- [Task goal]:
Quote the following lines verbatim, omitting the pictures from your reply.

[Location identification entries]
## START
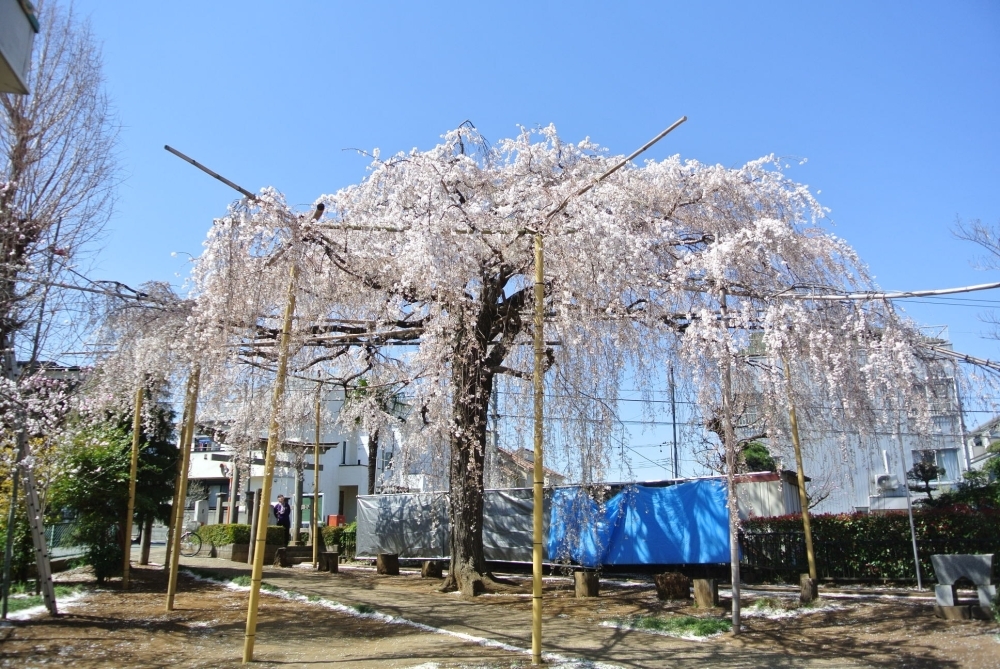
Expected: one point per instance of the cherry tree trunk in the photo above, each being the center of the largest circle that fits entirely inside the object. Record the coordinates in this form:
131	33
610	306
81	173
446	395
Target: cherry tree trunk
## END
- [Worked answer]:
Expected: one point per instance of the cherry tree trunk in the photo above, each being the center of the largest circle that fits entirely inside the object. Record the coordinates in this form:
131	33
610	306
81	173
446	395
Target: cherry tree trunk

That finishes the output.